[Task objective]: Using the Suncor text below, decide whether each statement agrees with it: (a) Suncor's proved and probable reserves total 5.8 billion barrels; (b) the seasonal factor adds US$6.50/bbl in the second and third quarters; (c) the crude value in the internal index uses the SYN, WCS and WTI benchmarks. Give yes or no for each, along with the deciding words quoted exactly.

The market cap of Suncor is $42 billion and EV is $53 billion. With net earnings of $3.1 billion for the quarter, shares are trading for 3.4 times annualized earnings. The adjusted funds from operations of $4.1 billion for the quarter is an annualized AFFO/EV yield of 31%.

Suncor's proved and probable reserves are 5.8 billion barrels, so that's an enterprise value of $9 per barrel. The PV-10 of their proved and probable reserves was $50 billion at year-end 2021, which was calculated based on the $66.56 average WTI price last year. That means the present value of the reserves at a much lower oil price than current WTI covers almost all of the current enterprise value and puts a $3 billion enterprise value on the refining and marketing operations which earned $2.2 billion after tax in 2021 (and $1.6 billion this quarter).

3 comments:

CP said...

Suncor’s refining and marketing gross margins are primarily influenced by 2-1-1 benchmark crack spreads, which are industry indicators approximating the gross margin on a barrel of crude oil that is refined to produce gasoline and distillates. Market crack spreads are based on quoted near-month contracts for WTI and spot prices for gasoline and diesel and do not necessarily reflect the margins at a specific refinery. Suncor’s realized refining and marketing gross margins are influenced by actual crude oil feedstock costs, refinery configuration, product mix and realized market prices unique to Suncor’s refining and marketing business. In addition, the U.S. regulatory renewable blending obligations influence the benchmark cracks, which may increase their volatility, while the cost of regulatory compliance is not deducted in calculating the benchmark cracks.

Suncor has developed an indicative 5-2-2-1 index based on publicly available pricing data to more accurately reflect Suncor’s realized refining and marketing gross margin. This internal index is a single value calculated based on a notional five barrels of crude oil of varying grades refined to produce two barrels each of gasoline and distillate and one barrel of secondary product to approximate Suncor’s unique set of refinery configurations; overall crude slate and product mix; and the benefit of its location, quality and grade differentials, and marketing margins. The internal index is calculated by taking the product value of refined products less the crude value of refinery feedstock excluding the impact of FIFO inventory accounting methodology. The product value incorporates the New York Harbor 2-1-1 crack, Chicago 2-1-1 crack, WTI benchmarks and seasonal factors. The seasonal factor applies an incremental US$6.50/bbl in the first and fourth quarters and US$5.00/bbl in the second and third quarters and reflects the location, quality and grade differentials for refined products sold in the company’s core markets during the winter and summer months, respectively. The crude value incorporates the SYN, WCS and WTI benchmarks.

[Information shown]:
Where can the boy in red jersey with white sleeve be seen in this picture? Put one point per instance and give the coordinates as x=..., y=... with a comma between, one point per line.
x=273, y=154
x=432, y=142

[Final result]:
(a) Yes: "Suncor's proved and probable reserves are 5.8 billion barrels"
(b) No: "US$6.50/bbl in the first and fourth quarters and US$5.00/bbl in the second and third quarters"
(c) Yes: "The crude value incorporates the SYN, WCS and WTI benchmarks."